◆ EXERCISE INSTRUCTIONS ◆
Please print every line of the data below, unchanged and in the same order.

## BEGIN

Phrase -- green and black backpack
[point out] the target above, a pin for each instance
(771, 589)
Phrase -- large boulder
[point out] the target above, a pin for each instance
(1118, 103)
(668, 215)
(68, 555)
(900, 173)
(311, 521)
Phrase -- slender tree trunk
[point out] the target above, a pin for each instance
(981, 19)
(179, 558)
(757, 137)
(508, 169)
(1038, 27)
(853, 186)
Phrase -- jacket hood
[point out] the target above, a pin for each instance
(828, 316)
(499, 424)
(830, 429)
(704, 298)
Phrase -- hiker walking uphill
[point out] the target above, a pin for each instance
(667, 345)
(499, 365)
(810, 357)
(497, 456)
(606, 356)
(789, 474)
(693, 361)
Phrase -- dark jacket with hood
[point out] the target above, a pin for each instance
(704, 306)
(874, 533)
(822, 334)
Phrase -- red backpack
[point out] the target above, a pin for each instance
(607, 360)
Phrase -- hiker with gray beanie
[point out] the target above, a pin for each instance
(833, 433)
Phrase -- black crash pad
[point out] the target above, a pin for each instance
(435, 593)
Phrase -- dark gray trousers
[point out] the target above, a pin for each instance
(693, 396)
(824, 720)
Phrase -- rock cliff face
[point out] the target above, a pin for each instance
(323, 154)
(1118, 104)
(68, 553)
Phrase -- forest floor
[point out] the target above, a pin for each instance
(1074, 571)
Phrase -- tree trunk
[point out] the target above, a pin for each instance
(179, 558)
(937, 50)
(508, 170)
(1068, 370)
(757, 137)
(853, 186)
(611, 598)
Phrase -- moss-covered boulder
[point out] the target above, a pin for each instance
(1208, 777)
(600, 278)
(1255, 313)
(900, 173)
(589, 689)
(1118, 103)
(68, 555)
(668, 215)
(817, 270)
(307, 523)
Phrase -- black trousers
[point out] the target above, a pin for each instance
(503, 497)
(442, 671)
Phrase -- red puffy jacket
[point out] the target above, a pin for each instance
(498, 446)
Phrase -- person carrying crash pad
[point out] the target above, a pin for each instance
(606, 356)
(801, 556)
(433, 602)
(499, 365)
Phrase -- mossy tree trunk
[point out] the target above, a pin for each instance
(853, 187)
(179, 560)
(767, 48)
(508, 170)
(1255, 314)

## END

◆ FULL SOLUTION ◆
Phrase -- green and black backpack
[point out] the target above, a pin for each instance
(771, 589)
Phrase -- large boulder
[point out] the target above, a pin for each instance
(1118, 103)
(668, 215)
(68, 555)
(900, 173)
(311, 521)
Phrase -- slender tree trunk
[point out] the target above, a pin for each instance
(981, 19)
(179, 558)
(757, 137)
(508, 169)
(1038, 27)
(853, 186)
Phrase -- jacket hood
[point out] the target above, a pin for each instance
(828, 316)
(499, 424)
(830, 429)
(704, 298)
Phrase -- hiker walking uphill
[point out] the target above, a pin for each instance
(667, 345)
(499, 365)
(810, 357)
(497, 456)
(606, 356)
(789, 474)
(693, 361)
Phrase -- dark jacket with hood
[point out] the target above, a pin for each instance
(704, 306)
(874, 533)
(822, 334)
Phrase -- red backpack
[point out] the target above, a pin for each instance
(607, 360)
Phrase -- hiker with gray beanie
[point out] the target above, a pin for each instance
(833, 433)
Phrase -- black crash pad
[point out] the target above, a pin for each instance
(435, 593)
Phrase -- dark gray trousers
[point out] the target above, a pin for each instance
(693, 396)
(824, 720)
Phrase -- rock cliff face
[point out] the target above, a pin for each instance
(323, 154)
(1118, 104)
(68, 553)
Phrase -- forest floor
[point out] the target above, a pin for each instance
(1074, 571)
Phrase -- tree trunk
[point out] the target above, a pin for each instance
(179, 558)
(937, 50)
(508, 170)
(1068, 370)
(757, 137)
(853, 186)
(611, 598)
Phrase -- moss-covered boulder
[point out] the target above, a pin for each instance
(1208, 777)
(600, 278)
(1255, 313)
(900, 173)
(589, 689)
(1118, 103)
(68, 555)
(668, 215)
(817, 270)
(307, 523)
Phrase -- black trousers
[point out] the target above, a pin for each instance
(503, 497)
(442, 671)
Phrase -- red puffy jacket
[point out] the target above, a pin for each instance
(498, 446)
Phrase -- person carrying crash pad
[point out] the target above, a pin for each instance
(606, 356)
(801, 556)
(433, 602)
(499, 365)
Phrase -- mossy tree trunk
[point out] the target above, a pin for each instance
(853, 187)
(179, 560)
(767, 48)
(508, 170)
(1255, 314)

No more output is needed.